- Work to be completed
Repeat, exactly as written, the line containing "would you mind locating the parked" and each line after it through the end of the data.

- Records for this task
※
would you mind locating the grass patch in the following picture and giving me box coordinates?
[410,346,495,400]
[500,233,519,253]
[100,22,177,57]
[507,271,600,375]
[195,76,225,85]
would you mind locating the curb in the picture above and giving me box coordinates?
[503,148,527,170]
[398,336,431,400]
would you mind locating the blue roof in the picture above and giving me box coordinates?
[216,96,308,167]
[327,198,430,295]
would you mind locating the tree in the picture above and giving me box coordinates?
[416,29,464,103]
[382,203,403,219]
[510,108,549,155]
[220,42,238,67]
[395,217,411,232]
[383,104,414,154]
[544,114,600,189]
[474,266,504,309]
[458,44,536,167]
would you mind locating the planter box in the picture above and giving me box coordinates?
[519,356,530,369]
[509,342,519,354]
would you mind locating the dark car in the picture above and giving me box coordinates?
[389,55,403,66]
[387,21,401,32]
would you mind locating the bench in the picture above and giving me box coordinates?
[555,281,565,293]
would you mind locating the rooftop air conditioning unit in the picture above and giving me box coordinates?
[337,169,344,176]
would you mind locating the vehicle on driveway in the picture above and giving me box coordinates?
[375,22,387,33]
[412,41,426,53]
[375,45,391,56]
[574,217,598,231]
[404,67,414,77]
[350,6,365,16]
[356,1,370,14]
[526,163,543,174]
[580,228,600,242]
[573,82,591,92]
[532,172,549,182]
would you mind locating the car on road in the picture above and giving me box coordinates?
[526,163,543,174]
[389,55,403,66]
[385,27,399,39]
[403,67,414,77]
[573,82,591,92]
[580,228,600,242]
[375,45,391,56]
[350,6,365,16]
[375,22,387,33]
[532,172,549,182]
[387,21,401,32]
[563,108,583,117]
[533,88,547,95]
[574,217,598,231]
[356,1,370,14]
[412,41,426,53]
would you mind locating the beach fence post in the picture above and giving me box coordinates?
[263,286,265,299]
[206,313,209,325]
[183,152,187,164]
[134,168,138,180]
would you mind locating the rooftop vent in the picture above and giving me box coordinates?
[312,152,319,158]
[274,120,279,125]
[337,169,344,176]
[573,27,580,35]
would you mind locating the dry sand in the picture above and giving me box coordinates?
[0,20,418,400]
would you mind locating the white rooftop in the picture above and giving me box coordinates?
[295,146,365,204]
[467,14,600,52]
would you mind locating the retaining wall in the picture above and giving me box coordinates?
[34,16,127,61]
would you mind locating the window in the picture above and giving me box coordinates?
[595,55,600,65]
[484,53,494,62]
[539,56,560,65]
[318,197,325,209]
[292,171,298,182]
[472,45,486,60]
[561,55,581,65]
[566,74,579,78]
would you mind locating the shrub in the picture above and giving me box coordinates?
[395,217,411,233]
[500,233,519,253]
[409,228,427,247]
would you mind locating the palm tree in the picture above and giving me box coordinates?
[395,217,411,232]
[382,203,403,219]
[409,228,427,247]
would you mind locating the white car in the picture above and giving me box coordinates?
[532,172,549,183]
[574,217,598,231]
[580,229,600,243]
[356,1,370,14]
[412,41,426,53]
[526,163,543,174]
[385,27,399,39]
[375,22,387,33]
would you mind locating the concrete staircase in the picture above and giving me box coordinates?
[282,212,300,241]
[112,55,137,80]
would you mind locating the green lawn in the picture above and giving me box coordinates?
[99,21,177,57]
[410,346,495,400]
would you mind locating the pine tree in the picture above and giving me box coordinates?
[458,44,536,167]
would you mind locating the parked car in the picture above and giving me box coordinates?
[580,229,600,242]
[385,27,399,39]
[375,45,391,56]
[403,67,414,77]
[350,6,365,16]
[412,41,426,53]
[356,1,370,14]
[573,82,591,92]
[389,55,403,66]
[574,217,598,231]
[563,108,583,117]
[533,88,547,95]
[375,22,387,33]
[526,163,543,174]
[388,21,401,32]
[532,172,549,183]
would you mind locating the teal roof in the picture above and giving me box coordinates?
※
- Exercise answer
would you mind locating the parked car in the picture above and giving me box coordinates?
[580,229,600,242]
[385,27,399,39]
[375,45,391,56]
[403,67,414,77]
[350,6,365,16]
[412,41,426,53]
[356,1,370,14]
[573,82,591,92]
[389,55,403,66]
[574,217,598,231]
[563,108,583,117]
[533,88,547,95]
[375,22,387,33]
[526,163,543,174]
[388,21,401,32]
[532,172,549,183]
would you mind locating the teal roof in the picture above and giving me box coordinates?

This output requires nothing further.